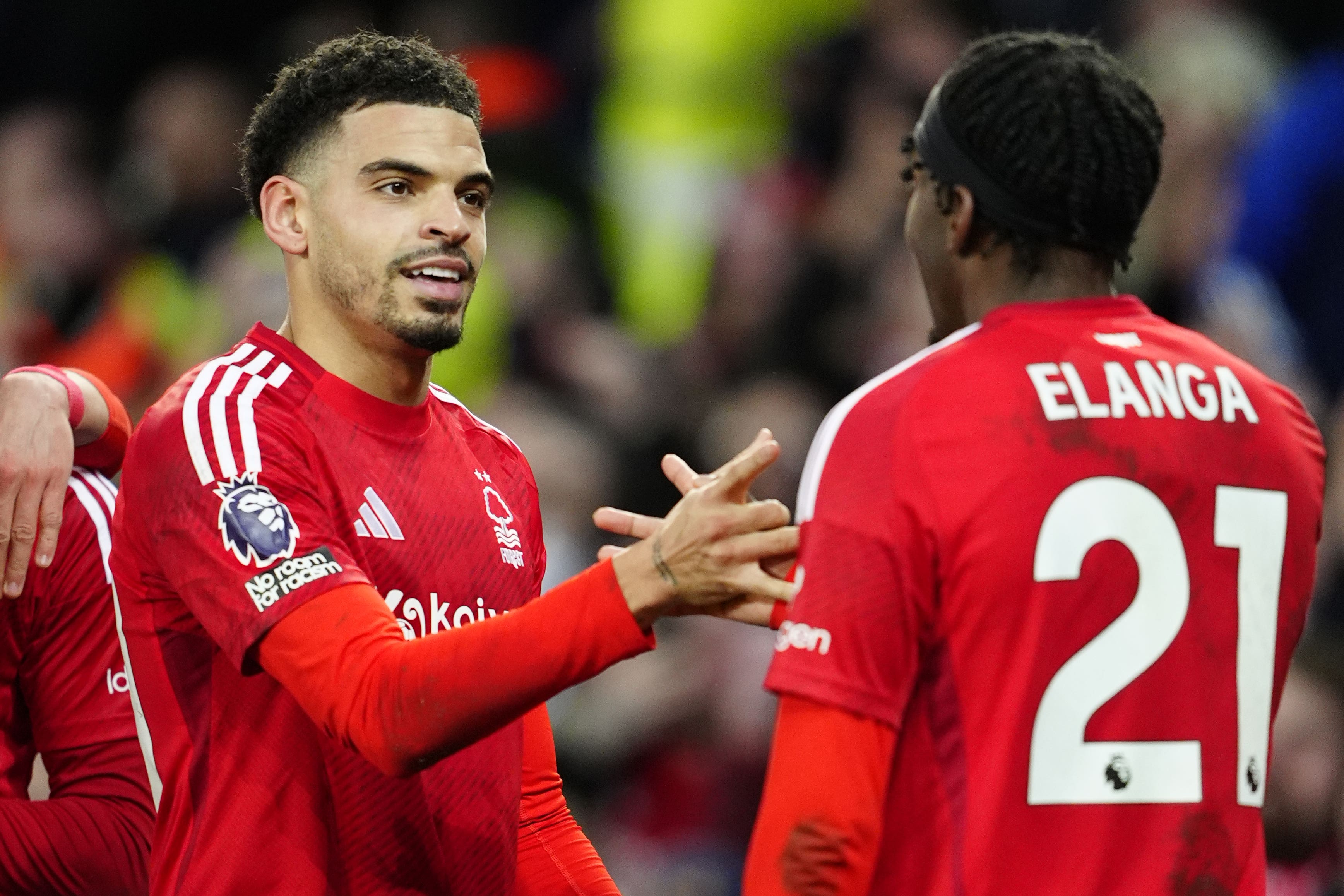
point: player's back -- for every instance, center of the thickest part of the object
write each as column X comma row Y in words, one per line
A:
column 1104, row 546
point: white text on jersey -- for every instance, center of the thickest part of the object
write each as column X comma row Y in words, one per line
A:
column 413, row 616
column 801, row 636
column 1181, row 391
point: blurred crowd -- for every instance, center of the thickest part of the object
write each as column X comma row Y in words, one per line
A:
column 698, row 234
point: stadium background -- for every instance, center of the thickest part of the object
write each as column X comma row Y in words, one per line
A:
column 698, row 233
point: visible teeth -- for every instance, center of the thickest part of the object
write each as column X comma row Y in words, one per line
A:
column 438, row 272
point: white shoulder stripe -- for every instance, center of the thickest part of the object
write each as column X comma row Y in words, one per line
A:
column 81, row 483
column 100, row 520
column 384, row 515
column 103, row 487
column 253, row 382
column 191, row 410
column 247, row 418
column 826, row 436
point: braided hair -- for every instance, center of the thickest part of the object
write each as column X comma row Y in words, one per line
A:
column 1062, row 125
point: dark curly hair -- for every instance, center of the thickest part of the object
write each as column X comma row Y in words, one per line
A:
column 343, row 74
column 1062, row 125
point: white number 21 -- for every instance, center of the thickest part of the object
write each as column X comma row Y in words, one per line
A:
column 1068, row 769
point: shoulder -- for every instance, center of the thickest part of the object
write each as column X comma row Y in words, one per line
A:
column 497, row 441
column 857, row 432
column 213, row 416
column 85, row 540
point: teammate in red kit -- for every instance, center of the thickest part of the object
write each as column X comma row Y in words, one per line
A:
column 63, row 690
column 327, row 569
column 1053, row 567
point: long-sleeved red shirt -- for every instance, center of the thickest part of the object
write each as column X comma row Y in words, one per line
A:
column 63, row 695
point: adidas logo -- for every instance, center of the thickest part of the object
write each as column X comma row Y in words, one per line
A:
column 375, row 520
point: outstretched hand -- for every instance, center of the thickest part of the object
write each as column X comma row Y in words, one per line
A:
column 729, row 484
column 37, row 453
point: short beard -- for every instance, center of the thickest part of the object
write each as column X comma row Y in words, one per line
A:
column 435, row 335
column 347, row 283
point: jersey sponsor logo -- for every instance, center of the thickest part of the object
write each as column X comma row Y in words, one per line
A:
column 255, row 523
column 268, row 588
column 117, row 682
column 375, row 520
column 416, row 624
column 1182, row 391
column 497, row 508
column 801, row 636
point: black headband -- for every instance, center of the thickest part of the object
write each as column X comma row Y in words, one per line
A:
column 949, row 162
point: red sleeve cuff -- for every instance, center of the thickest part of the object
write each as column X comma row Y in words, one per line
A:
column 107, row 453
column 607, row 597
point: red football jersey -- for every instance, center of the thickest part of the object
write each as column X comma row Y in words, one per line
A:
column 256, row 484
column 1068, row 554
column 61, row 668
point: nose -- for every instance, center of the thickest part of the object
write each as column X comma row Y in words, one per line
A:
column 447, row 223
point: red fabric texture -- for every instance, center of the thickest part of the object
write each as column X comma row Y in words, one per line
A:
column 92, row 836
column 554, row 856
column 820, row 821
column 107, row 452
column 406, row 704
column 63, row 694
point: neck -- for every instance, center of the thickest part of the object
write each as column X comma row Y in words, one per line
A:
column 1065, row 273
column 363, row 355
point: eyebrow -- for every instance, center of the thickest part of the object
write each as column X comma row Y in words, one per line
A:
column 483, row 178
column 394, row 164
column 400, row 166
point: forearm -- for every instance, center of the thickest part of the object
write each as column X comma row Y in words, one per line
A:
column 554, row 856
column 77, row 845
column 820, row 820
column 406, row 704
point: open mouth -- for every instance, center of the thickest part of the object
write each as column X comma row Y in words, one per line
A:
column 436, row 274
column 438, row 279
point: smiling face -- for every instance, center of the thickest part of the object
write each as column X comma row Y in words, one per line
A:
column 395, row 230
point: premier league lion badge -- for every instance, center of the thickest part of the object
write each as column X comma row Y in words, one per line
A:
column 253, row 523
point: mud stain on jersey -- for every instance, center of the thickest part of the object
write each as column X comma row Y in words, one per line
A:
column 1206, row 864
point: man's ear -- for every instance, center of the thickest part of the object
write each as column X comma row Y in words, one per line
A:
column 959, row 222
column 284, row 203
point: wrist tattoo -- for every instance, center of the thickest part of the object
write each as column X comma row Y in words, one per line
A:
column 660, row 565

#####

### Exercise directions
Reproduce the entries word for word, from the line with "point: nose -- for" to the line with "column 447, row 223", including both of those lines.

### Complete output
point: nose -- for every instance, center of the thickest part of the object
write each as column X comma row Y in words, one per line
A:
column 447, row 223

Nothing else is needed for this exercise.